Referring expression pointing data
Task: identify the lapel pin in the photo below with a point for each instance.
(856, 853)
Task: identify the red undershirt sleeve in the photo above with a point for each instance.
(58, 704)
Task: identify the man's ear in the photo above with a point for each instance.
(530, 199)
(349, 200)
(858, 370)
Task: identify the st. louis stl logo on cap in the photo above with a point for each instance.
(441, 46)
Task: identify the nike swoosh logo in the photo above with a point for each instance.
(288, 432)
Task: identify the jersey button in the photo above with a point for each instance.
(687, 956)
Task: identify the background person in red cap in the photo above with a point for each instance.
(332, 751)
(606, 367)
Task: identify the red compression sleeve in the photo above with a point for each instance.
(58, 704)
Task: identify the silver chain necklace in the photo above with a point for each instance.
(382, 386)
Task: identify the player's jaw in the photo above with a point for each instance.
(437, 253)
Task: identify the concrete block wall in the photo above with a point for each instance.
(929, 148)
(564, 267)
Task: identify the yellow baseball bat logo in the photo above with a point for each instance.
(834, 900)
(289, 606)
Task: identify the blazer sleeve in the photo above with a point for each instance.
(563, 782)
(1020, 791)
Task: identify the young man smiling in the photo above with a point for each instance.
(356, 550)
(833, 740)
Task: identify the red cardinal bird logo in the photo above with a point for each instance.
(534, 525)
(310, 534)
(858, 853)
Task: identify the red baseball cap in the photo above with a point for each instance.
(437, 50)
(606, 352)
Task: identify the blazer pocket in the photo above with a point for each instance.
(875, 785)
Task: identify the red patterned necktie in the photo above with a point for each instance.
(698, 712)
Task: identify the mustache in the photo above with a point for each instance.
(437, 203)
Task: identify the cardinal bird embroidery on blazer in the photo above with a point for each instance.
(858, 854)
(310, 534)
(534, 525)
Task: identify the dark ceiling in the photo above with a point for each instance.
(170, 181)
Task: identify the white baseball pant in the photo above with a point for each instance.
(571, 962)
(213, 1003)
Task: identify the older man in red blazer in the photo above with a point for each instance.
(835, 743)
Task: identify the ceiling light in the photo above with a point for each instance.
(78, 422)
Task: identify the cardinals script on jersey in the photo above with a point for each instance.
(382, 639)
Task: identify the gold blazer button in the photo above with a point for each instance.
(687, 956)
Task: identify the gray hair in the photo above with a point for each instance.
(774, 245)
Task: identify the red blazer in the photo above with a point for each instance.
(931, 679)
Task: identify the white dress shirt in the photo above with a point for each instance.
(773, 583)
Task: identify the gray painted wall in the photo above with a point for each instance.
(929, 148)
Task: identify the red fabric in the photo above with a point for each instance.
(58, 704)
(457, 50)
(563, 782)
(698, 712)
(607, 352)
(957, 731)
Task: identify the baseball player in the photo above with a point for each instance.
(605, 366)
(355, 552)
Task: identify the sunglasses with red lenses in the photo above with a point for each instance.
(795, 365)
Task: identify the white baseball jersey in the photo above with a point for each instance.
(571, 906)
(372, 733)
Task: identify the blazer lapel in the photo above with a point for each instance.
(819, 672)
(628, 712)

What to work on: For each entry above, please make an exact copy.

Worked solution:
Task: identify the lapel pin in the photo below with a point for each instance.
(856, 853)
Task: identify the red undershirt sleeve in the photo above with a point for each instance.
(58, 704)
Task: identify the man's ear in the photo above with a point for each instance.
(530, 199)
(349, 200)
(858, 370)
Task: identify the st. louis stl logo on cap in the photo above with a point for each instance.
(441, 46)
Task: identify the nike swoosh logo in the photo above with a point for each instance.
(288, 432)
Task: identify the jersey button in the photo above with a point for each instance.
(687, 956)
Task: identify the background person in red cap in the photo above with a point for each instance.
(332, 751)
(606, 367)
Task: identify the red compression sleeve in the photo above with a point for each instance.
(58, 704)
Task: identify the silver chain necklace in the photo above with a point for each instance.
(382, 386)
Task: identify the player's jaw in the photo above with a point for each instance.
(437, 253)
Task: identify the concrete block wall in the photo above with a point for each instance.
(929, 148)
(564, 267)
Task: identify the yellow baseball bat logo in the photo above with a point for each instance.
(834, 900)
(289, 606)
Task: identify the blazer sleeve in the photo above with a point for each instance.
(563, 782)
(1020, 791)
Task: identify the young man smiling in the photo above with a point for each instance.
(356, 550)
(833, 740)
Task: identify the red cardinal bird logo in the photo above with a point for each instance.
(534, 525)
(310, 534)
(858, 853)
Task: identify the red baseball cap in the photo above with a point for each instance.
(437, 50)
(606, 352)
Task: identify the blazer pocket in the photo above with a point for each instance.
(875, 785)
Task: identify the red patterned necktie in the photo above with a point for each instance.
(698, 712)
Task: identify the mustache in the photo above with a point for each instance.
(437, 203)
Task: identify the cardinal bird embroidery on blazer in the photo above with a point for each instance.
(858, 854)
(310, 534)
(534, 525)
Task: identify the dark ceiling in the photo above with a point for each instance.
(170, 181)
Task: identify the white baseball pant in the photo above with a point for each instance.
(571, 962)
(213, 1003)
Task: identify the older man in red blazer in the photo above with a point for each instance.
(835, 743)
Task: identify the ceiling light in the photo above with a point for each instance.
(78, 422)
Task: identify the cardinals script on jersey in the photo above with a point for each instance.
(382, 639)
Task: identify the gold blazer button in the photo above with a point for each instance.
(687, 956)
Task: identify the gray hair in the photo above with a point for each instance.
(774, 245)
Task: identify the red blazer in the photo above with a point for each instance.
(931, 679)
Task: identify the white dress shirt in the photo above with a point for each instance.
(773, 583)
Task: identify the gray painted wall in the photo above with a point for each instance.
(929, 148)
Task: identify the red fabric in the photo above with a point for each instance.
(58, 704)
(457, 50)
(563, 782)
(698, 712)
(607, 352)
(957, 731)
Task: identify the baseball player in the photo above with a point for each instance.
(605, 366)
(355, 552)
Task: identify the sunglasses with red lenses in the photo above with a point for each instance.
(795, 365)
Task: identify the white baseball jersey in the photo above with a point for each instance.
(571, 906)
(372, 733)
Task: identify the blazer lapel in the photo above with a point for each instance.
(819, 672)
(628, 712)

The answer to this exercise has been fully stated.